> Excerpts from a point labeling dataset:
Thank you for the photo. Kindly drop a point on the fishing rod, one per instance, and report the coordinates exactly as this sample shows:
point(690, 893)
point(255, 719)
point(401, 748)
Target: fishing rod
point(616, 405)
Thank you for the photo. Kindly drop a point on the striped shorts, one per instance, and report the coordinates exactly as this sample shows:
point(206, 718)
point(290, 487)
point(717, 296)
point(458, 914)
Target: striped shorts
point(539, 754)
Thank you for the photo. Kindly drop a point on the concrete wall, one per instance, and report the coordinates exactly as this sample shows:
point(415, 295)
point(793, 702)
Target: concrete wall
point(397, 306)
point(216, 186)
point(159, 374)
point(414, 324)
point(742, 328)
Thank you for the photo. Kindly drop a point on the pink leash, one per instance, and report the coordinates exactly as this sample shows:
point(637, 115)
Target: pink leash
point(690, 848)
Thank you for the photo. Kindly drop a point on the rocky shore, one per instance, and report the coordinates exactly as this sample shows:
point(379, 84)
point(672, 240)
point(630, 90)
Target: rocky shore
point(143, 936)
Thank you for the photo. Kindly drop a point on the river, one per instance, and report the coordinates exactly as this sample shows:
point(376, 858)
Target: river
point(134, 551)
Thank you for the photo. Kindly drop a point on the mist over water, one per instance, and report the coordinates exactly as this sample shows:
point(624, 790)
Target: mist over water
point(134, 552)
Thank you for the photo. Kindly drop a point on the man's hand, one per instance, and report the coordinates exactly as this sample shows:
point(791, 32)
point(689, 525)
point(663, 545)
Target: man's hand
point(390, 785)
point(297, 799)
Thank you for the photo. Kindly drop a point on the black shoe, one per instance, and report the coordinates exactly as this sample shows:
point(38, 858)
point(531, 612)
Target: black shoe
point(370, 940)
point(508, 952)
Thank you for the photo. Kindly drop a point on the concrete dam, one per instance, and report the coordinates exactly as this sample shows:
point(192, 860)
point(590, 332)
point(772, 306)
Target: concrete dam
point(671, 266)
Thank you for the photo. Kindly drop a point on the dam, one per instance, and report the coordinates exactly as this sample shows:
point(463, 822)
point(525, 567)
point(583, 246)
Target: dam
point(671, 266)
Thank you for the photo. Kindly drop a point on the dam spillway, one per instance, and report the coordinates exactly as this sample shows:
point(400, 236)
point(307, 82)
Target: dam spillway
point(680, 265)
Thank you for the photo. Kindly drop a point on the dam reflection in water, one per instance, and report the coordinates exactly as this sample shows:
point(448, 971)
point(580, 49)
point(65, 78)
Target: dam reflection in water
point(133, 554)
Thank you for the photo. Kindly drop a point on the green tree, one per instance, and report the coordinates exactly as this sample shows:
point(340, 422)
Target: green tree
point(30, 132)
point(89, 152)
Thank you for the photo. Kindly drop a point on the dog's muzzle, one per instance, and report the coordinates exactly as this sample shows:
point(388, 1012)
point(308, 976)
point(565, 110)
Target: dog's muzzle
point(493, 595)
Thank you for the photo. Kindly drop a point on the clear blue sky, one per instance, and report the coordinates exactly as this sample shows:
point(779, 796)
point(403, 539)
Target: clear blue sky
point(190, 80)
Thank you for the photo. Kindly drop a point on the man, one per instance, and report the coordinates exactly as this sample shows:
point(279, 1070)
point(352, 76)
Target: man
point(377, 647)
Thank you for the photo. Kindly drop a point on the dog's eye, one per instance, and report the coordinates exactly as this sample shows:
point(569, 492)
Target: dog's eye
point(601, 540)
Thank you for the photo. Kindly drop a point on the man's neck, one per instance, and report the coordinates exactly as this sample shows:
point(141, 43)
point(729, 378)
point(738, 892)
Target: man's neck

> TO DO: Will you copy out, unchanged, everything from the first line above down to and including the line containing "point(742, 328)"?

> OUTPUT BELOW:
Thank you for the photo. Kindly drop a point on the fishing rod, one per instance, and report the coordinates exactly as this sample shows:
point(690, 893)
point(255, 719)
point(401, 748)
Target: fishing rod
point(616, 405)
Thank you for the photo. Kindly drop a point on the striped shorts, one per instance, and report the coordinates exactly as this sample shows:
point(206, 718)
point(290, 487)
point(717, 296)
point(458, 914)
Target: striped shorts
point(539, 754)
Thank you for the photo. Kindly drop a point on the concrete wall, one per instance, and report the coordinates exactly as this sample shows:
point(415, 295)
point(793, 702)
Target: concrete wall
point(397, 306)
point(216, 186)
point(159, 374)
point(414, 324)
point(742, 328)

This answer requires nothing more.